**** Document section ****

Often confused with extremely dry skin, ichthyosis vulgaris is generally an inherited condition whereby dead skin cells accumulate as thick, dry scales on your skin’s surface. Sometimes referred to as fish scale disease or fish skin disease, ichthyosis vulgaris scales usually appear during early childhood and are associated with other skin disorders such as the allergic skin condition eczema. People suffering from the disease may experience several complications like secondary infections as well as hyperhidrosis or excessive sweating.
With ichthyosis vulgaris, your skin’s natural shedding process slows down, causing chronic excessive buildup of keratin in the upper layer of your skin. Symptoms may include:
1. Dry, scaly skin
2. Small tile-like scales
3. Flaky scalp
4. White, dirty brown or grey colored scales
5. Deep, painful cracks on your skin
These scales usually appear on your lower legs, elbows and over your shins and generally worsen in cold and dry environments. In warm or humid environments, symptoms gradually improve or may even resolve.
The main cause of ichthyosis vulgaris is one or more genetic defects inherited from either one or both parents. Children who inherit a defective gene only from one parent will suffer from a relatively milder case of the disease, in comparison to those inheriting from both parents.
If the causes are not genetic abnormalities, the disease is referred to as an acquired ichthyosis. It is normally accompanied by other diseases, such as thyroid disease, cancer or even HIV/AIDS.

**** Source material ****

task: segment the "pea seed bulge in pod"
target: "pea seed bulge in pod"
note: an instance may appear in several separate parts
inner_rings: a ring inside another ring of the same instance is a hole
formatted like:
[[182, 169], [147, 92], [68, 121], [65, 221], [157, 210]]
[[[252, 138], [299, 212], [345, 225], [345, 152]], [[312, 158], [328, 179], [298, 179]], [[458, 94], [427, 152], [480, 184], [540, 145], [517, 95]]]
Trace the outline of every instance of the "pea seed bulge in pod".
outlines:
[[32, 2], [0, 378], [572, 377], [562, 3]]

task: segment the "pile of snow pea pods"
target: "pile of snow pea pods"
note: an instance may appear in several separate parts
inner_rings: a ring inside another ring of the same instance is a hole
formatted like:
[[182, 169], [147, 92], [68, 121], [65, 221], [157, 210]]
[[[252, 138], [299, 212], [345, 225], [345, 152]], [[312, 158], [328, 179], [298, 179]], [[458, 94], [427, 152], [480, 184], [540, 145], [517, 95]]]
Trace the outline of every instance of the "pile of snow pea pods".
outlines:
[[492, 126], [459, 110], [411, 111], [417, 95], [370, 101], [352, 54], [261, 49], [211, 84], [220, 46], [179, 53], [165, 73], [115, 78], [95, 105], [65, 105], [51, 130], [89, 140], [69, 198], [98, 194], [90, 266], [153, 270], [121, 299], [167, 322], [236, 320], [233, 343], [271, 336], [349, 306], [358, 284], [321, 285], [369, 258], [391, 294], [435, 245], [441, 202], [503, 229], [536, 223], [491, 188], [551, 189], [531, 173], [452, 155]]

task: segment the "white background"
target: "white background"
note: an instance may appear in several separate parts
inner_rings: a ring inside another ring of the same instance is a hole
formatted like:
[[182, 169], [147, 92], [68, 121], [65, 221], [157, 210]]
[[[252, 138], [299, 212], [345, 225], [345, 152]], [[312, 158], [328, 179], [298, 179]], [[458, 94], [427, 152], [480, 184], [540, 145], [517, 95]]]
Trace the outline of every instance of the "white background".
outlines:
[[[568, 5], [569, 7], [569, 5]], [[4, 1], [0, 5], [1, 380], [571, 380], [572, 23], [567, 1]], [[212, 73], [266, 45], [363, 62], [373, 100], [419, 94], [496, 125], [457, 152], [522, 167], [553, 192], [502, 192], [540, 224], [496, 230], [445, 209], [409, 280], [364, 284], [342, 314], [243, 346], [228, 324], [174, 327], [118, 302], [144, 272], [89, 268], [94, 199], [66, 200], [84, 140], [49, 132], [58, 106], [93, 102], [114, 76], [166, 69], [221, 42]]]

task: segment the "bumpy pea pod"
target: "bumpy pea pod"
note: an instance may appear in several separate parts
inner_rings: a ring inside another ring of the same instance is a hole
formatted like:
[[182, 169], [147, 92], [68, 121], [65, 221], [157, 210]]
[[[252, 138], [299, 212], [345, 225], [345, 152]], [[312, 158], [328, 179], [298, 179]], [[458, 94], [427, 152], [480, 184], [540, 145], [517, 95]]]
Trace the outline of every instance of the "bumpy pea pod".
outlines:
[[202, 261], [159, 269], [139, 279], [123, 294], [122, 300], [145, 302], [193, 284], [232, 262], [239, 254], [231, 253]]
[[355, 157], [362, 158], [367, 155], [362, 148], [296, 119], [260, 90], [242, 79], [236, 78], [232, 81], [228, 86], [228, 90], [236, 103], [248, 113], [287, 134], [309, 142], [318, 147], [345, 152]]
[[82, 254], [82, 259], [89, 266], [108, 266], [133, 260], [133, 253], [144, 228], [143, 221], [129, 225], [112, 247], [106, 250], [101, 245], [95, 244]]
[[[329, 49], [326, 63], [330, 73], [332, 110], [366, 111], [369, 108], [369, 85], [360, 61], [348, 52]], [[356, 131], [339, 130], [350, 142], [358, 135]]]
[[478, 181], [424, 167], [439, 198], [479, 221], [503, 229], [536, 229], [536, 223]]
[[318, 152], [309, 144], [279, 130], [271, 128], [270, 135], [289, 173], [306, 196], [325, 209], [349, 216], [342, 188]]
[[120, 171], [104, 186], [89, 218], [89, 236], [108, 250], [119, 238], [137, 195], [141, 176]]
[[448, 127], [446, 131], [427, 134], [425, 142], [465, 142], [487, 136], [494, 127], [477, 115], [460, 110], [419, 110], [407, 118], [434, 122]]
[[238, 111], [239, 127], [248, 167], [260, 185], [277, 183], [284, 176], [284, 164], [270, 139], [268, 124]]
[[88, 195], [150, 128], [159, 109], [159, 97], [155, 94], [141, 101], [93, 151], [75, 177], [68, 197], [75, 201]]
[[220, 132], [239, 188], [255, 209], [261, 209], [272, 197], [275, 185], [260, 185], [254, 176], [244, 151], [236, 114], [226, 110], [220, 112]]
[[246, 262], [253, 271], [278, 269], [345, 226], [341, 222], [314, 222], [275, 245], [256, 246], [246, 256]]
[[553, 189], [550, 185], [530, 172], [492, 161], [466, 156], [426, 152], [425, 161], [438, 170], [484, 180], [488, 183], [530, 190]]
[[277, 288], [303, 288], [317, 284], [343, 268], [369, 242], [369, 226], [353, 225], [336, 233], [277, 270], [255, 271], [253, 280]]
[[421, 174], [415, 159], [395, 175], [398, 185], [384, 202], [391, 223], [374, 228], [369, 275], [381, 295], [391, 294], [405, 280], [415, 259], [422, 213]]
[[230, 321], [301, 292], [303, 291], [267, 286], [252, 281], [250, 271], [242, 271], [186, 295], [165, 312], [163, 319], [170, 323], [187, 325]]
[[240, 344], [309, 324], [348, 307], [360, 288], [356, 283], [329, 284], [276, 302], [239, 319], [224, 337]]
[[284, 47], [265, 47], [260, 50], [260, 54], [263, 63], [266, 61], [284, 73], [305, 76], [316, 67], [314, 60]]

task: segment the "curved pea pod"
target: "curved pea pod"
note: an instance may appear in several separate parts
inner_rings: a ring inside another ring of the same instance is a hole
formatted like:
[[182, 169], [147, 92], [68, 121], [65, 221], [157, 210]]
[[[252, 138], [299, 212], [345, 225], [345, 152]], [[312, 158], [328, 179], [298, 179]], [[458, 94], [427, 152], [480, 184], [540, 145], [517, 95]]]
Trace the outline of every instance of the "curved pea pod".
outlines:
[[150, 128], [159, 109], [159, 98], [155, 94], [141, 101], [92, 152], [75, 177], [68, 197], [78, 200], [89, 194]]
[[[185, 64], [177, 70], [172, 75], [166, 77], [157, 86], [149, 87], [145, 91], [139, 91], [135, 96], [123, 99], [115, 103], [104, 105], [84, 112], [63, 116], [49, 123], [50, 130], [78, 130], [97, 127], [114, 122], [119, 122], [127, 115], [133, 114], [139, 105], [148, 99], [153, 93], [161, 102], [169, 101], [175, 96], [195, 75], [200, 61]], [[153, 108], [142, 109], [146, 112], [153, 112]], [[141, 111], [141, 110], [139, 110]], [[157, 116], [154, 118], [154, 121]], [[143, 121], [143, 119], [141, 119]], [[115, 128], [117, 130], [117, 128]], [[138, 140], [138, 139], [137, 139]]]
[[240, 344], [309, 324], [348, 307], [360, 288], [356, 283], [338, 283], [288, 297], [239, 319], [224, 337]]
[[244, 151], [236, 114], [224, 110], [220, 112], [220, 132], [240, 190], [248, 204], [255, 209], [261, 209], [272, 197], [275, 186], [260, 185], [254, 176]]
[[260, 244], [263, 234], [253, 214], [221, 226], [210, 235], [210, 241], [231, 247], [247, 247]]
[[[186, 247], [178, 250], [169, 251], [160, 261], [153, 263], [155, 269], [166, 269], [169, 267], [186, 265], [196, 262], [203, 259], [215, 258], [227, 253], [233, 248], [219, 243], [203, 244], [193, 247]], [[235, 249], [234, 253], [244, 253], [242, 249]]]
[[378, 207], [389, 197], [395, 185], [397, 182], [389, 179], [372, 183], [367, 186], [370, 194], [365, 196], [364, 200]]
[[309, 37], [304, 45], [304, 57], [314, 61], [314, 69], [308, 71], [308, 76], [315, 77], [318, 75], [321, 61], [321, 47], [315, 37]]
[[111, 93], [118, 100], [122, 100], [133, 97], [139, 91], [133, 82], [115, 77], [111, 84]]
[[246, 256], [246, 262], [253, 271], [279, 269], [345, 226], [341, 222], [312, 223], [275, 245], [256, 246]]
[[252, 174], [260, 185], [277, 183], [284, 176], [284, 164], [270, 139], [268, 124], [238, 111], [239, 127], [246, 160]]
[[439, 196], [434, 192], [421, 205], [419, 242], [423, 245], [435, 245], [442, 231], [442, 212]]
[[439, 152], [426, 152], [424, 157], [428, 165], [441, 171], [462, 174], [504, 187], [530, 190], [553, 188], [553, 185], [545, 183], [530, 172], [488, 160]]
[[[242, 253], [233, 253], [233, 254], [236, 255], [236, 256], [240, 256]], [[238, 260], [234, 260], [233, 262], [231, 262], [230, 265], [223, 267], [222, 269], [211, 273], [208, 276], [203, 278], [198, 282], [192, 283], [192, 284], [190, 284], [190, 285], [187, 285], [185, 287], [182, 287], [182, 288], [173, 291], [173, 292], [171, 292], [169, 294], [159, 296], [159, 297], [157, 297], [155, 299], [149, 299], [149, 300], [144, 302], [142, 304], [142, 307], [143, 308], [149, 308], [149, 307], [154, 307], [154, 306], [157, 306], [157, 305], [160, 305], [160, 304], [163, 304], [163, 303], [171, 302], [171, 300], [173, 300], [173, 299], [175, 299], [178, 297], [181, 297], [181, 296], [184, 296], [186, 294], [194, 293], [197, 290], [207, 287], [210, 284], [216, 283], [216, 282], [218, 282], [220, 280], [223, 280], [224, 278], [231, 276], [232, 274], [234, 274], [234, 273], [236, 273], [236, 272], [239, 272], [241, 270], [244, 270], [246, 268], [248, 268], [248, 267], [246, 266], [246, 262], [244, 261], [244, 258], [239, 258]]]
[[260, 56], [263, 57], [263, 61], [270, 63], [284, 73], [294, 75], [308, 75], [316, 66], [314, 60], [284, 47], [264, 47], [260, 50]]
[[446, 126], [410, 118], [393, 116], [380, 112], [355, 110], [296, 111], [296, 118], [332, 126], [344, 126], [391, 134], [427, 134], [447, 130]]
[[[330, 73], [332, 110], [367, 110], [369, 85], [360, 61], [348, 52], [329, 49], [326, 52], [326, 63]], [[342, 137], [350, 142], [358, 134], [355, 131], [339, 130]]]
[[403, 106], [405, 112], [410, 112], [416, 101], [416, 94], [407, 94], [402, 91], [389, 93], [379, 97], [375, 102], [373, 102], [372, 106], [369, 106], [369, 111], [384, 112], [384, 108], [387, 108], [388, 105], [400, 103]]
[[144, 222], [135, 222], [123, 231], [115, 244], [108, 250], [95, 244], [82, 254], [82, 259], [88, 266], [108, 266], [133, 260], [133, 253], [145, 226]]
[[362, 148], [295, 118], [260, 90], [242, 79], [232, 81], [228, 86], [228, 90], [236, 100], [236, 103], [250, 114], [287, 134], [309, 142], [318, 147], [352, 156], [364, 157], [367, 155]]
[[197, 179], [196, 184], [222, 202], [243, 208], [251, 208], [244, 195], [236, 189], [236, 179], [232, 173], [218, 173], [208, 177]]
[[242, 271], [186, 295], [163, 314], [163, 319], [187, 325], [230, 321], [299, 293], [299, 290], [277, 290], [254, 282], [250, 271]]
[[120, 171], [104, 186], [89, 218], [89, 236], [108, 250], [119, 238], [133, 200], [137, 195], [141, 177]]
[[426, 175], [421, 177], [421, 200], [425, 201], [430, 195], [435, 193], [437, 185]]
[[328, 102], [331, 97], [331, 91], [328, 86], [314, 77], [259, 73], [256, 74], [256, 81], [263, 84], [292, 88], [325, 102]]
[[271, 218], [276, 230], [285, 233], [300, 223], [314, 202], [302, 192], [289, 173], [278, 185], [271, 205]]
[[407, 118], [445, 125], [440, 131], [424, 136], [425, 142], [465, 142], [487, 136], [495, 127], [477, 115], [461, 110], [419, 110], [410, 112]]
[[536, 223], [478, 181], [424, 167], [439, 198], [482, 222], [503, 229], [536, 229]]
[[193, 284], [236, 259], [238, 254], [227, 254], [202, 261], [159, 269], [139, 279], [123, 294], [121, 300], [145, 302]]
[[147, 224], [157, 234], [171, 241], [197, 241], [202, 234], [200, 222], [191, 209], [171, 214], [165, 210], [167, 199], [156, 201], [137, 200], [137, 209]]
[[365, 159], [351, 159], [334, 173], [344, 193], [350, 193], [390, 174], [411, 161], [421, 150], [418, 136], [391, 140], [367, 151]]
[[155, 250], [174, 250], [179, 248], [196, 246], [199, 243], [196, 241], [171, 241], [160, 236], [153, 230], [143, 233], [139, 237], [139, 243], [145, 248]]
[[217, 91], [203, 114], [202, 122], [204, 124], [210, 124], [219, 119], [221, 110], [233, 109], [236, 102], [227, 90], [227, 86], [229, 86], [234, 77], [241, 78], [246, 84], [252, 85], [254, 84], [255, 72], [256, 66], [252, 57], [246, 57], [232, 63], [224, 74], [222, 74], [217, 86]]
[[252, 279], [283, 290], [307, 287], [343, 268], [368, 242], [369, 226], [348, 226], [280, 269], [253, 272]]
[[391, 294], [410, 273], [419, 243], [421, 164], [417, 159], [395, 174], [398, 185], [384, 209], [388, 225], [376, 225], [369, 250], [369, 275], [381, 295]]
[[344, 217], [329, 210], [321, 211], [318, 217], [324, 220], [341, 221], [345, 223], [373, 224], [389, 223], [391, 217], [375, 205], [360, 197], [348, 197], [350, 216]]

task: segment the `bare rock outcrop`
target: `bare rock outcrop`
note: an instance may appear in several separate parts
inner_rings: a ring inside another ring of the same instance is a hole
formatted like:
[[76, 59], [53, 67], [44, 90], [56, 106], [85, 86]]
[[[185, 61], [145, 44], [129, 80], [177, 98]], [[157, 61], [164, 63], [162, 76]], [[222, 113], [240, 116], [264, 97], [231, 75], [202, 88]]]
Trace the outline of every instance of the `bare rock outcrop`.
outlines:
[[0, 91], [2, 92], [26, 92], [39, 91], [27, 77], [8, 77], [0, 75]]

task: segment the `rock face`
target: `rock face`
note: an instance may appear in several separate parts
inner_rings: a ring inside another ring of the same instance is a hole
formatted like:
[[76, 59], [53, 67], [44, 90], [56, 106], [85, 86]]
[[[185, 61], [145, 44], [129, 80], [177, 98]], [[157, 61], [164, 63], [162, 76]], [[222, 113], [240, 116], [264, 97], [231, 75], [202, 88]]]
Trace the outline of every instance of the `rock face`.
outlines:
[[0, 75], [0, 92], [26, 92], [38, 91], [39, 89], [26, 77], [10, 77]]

****

__Tasks to perform__:
#1 Repeat the ichthyosis vulgaris passage word for word from "If the causes" to "or even HIV/AIDS.".
#2 Which symptoms does the ichthyosis vulgaris passage list?
Rely only on the ichthyosis vulgaris passage, not on the data.

__Completed exercise__:
#1
If the causes are not genetic abnormalities, the disease is referred to as an acquired ichthyosis. It is normally accompanied by other diseases, such as thyroid disease, cancer or even HIV/AIDS.

#2
- Dry, scaly skin
- Small tile-like scales
- Flaky scalp
- White, dirty brown or grey colored scales
- Deep, painful cracks on your skin